-- begin PASSAGE TO READ --

Metadata-Version: 2.4
Name: core-cdc
Version: 3.0.0
Summary: This library provides the mechanism to implement Change Data Capture (CDC) services...
Author-email: Alejandro Cora González <alek.cora.glez@gmail.com>
Maintainer: Alejandro Cora González
License-Expression: MIT
Project-URL: Homepage, https://gitlab.com/bytecode-solutions/core/core-cdc
Project-URL: Repository, https://gitlab.com/bytecode-solutions/core/core-cdc
Project-URL: Documentation, https://core-cdc.readthedocs.io/en/latest/
Project-URL: Issues, https://gitlab.com/bytecode-solutions/core/core-cdc/-/issues
Project-URL: Changelog, https://gitlab.com/bytecode-solutions/core/core-cdc/-/blob/master/CHANGELOG.md
Classifier: Intended Audience :: Developers
Classifier: Development Status :: 5 - Production/Stable
Classifier: Topic :: Software Development :: Libraries :: Python Modules
Classifier: Topic :: Utilities
Classifier: Programming Language :: Python :: 3
Classifier: Programming Language :: Python :: 3 :: Only
Classifier: Programming Language :: Python :: 3.9
Classifier: Programming Language :: Python :: 3.10
Classifier: Programming Language :: Python :: 3.11
Classifier: Programming Language :: Python :: 3.12
Classifier: Programming Language :: Python :: 3.13
Classifier: Programming Language :: Python :: 3.14
Classifier: Programming Language :: Python :: Implementation :: PyPy
Requires-Python: >=3.9
Description-Content-Type: text/x-rst
License-File: LICENSE
Requires-Dist: core-mixins>=2.2.4
Provides-Extra: all
Requires-Dist: mysql-replication>=1.0.9; extra == "all"

-- end PASSAGE TO READ --

## GIVEN INSTRUCTION A
Can you give the lines of the records between the line holding "Tag the orange" and the end of the records, inclusive, as a Markdown table with columns named Row and Line, leaving out blank lines and pictures?

-- begin PROVIDED RECORDS --

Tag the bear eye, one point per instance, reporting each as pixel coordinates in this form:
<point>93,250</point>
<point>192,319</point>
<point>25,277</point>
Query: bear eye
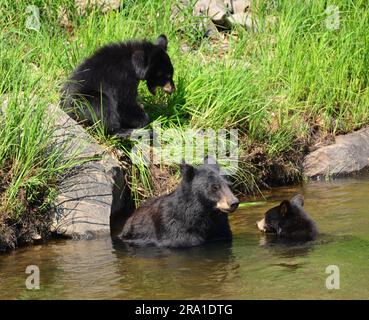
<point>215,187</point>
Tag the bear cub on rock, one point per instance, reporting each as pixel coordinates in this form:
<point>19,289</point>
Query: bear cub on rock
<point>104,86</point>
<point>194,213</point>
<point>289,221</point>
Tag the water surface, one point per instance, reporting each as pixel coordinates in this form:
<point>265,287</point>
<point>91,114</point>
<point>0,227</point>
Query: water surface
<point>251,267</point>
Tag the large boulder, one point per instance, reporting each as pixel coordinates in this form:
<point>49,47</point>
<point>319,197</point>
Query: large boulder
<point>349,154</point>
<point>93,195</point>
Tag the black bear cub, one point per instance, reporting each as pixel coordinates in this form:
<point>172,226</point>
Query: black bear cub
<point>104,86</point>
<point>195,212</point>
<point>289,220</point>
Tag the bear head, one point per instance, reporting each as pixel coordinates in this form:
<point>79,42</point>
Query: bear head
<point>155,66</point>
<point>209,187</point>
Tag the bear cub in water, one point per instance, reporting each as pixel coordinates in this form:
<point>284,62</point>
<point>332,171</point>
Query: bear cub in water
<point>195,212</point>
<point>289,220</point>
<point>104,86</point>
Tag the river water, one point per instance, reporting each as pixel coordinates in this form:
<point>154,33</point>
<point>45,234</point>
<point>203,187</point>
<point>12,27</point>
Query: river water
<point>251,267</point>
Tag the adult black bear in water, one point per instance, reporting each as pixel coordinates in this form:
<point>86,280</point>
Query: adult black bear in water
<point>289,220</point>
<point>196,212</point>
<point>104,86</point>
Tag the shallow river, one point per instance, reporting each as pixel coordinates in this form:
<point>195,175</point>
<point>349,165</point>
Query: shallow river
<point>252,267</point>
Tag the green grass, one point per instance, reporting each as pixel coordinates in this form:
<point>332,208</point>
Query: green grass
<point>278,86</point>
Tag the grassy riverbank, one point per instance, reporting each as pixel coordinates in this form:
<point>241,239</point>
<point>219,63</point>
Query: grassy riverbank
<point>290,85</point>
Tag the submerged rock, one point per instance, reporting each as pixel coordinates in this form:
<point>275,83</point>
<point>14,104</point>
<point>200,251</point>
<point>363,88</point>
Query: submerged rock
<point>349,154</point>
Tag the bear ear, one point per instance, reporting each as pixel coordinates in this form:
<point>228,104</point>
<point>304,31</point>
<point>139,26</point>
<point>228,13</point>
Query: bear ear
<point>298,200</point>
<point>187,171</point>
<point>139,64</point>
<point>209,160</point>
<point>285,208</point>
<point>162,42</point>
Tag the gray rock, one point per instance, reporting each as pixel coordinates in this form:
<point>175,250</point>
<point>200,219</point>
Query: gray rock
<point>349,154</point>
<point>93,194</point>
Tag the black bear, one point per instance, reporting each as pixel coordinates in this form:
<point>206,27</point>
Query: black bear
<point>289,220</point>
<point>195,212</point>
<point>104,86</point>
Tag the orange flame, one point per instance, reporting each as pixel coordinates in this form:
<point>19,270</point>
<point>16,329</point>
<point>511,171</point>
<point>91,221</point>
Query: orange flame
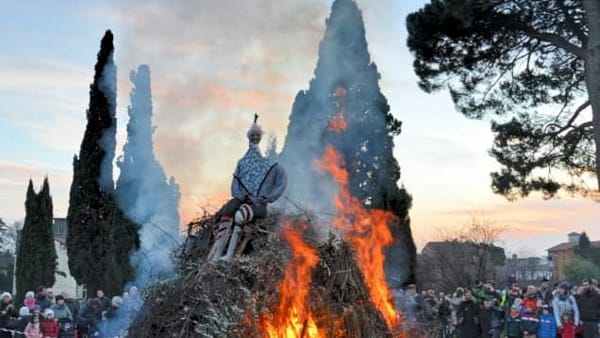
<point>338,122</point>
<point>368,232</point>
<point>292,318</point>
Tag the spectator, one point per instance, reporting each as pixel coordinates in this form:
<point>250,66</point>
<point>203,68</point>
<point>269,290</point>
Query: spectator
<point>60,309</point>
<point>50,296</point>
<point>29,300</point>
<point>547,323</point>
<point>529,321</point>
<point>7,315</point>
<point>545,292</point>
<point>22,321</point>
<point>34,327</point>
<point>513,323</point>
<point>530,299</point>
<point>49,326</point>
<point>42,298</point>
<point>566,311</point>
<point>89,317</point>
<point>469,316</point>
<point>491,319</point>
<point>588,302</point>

-- end PROVIDED RECORDS --

## GIVEN INSTRUCTION B
Retype the core-cdc package metadata in full, with no changes.

## FINAL RESULT A
| Row | Line |
|---|---|
| 1 | Tag the orange flame, one point per instance, reporting each as pixel coordinates in this form: |
| 2 | <point>19,270</point> |
| 3 | <point>16,329</point> |
| 4 | <point>511,171</point> |
| 5 | <point>91,221</point> |
| 6 | Query: orange flame |
| 7 | <point>338,122</point> |
| 8 | <point>368,232</point> |
| 9 | <point>292,318</point> |
| 10 | Tag the spectator, one point per instance, reporting each as pixel coordinates in this form: |
| 11 | <point>250,66</point> |
| 12 | <point>203,68</point> |
| 13 | <point>269,290</point> |
| 14 | Query: spectator |
| 15 | <point>60,309</point> |
| 16 | <point>50,296</point> |
| 17 | <point>29,300</point> |
| 18 | <point>547,323</point> |
| 19 | <point>529,321</point> |
| 20 | <point>7,315</point> |
| 21 | <point>545,292</point> |
| 22 | <point>22,321</point> |
| 23 | <point>34,327</point> |
| 24 | <point>513,323</point> |
| 25 | <point>530,299</point> |
| 26 | <point>49,326</point> |
| 27 | <point>42,298</point> |
| 28 | <point>566,311</point> |
| 29 | <point>89,317</point> |
| 30 | <point>469,316</point> |
| 31 | <point>491,319</point> |
| 32 | <point>588,302</point> |

## FINAL RESULT B
Metadata-Version: 2.4
Name: core-cdc
Version: 3.0.0
Summary: This library provides the mechanism to implement Change Data Capture (CDC) services...
Author-email: Alejandro Cora González <alek.cora.glez@gmail.com>
Maintainer: Alejandro Cora González
License-Expression: MIT
Project-URL: Homepage, https://gitlab.com/bytecode-solutions/core/core-cdc
Project-URL: Repository, https://gitlab.com/bytecode-solutions/core/core-cdc
Project-URL: Documentation, https://core-cdc.readthedocs.io/en/latest/
Project-URL: Issues, https://gitlab.com/bytecode-solutions/core/core-cdc/-/issues
Project-URL: Changelog, https://gitlab.com/bytecode-solutions/core/core-cdc/-/blob/master/CHANGELOG.md
Classifier: Intended Audience :: Developers
Classifier: Development Status :: 5 - Production/Stable
Classifier: Topic :: Software Development :: Libraries :: Python Modules
Classifier: Topic :: Utilities
Classifier: Programming Language :: Python :: 3
Classifier: Programming Language :: Python :: 3 :: Only
Classifier: Programming Language :: Python :: 3.9
Classifier: Programming Language :: Python :: 3.10
Classifier: Programming Language :: Python :: 3.11
Classifier: Programming Language :: Python :: 3.12
Classifier: Programming Language :: Python :: 3.13
Classifier: Programming Language :: Python :: 3.14
Classifier: Programming Language :: Python :: Implementation :: PyPy
Requires-Python: >=3.9
Description-Content-Type: text/x-rst
License-File: LICENSE
Requires-Dist: core-mixins>=2.2.4
Provides-Extra: all
Requires-Dist: mysql-replication>=1.0.9; extra == "all"